Reproduce the text of every item below verbatim, leaving out the pictures.

Exercise input »
• • •

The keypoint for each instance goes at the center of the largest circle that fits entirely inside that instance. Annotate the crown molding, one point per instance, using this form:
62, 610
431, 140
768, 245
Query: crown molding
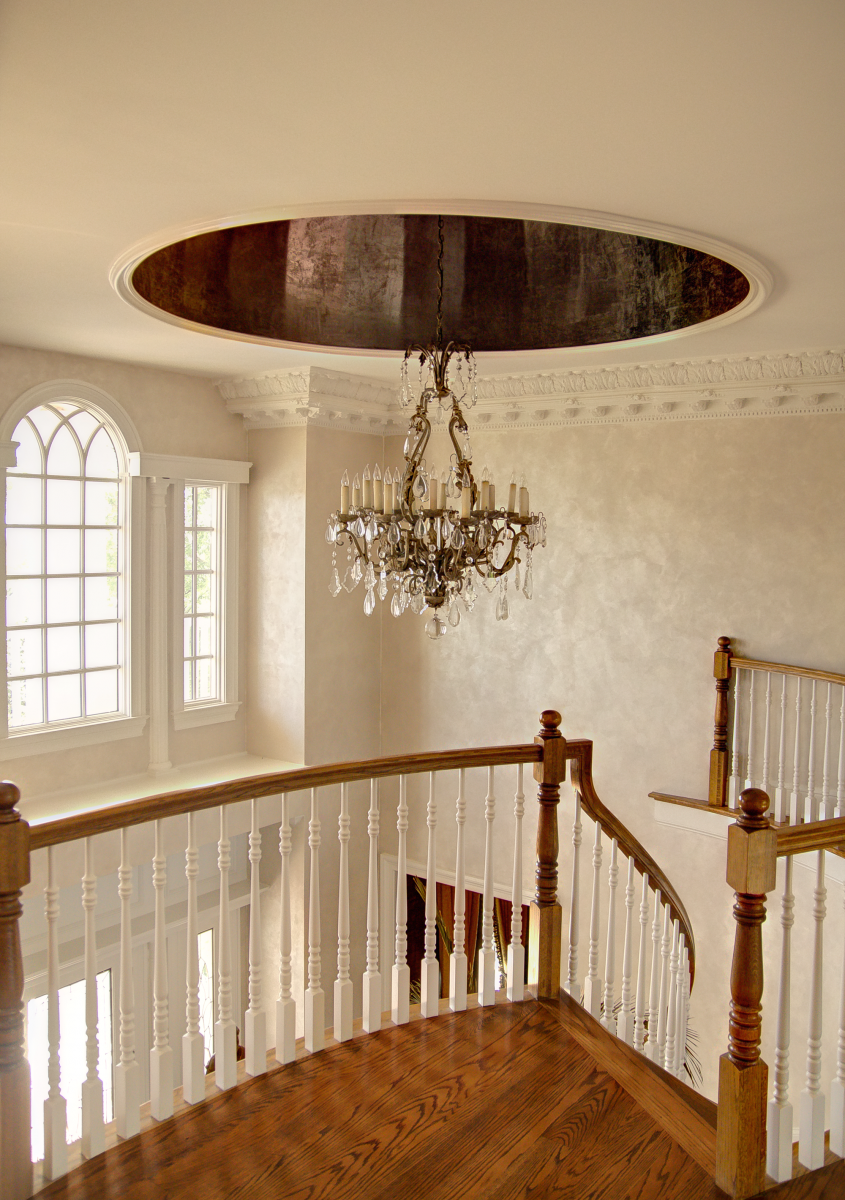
742, 385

• • •

Task answer »
The keypoint for each instance goes at the center of the largest circle that fits entirely inside that instance. Annotate the crown molding, one point per instance, using this form:
62, 610
431, 140
768, 245
Query: crown molding
742, 385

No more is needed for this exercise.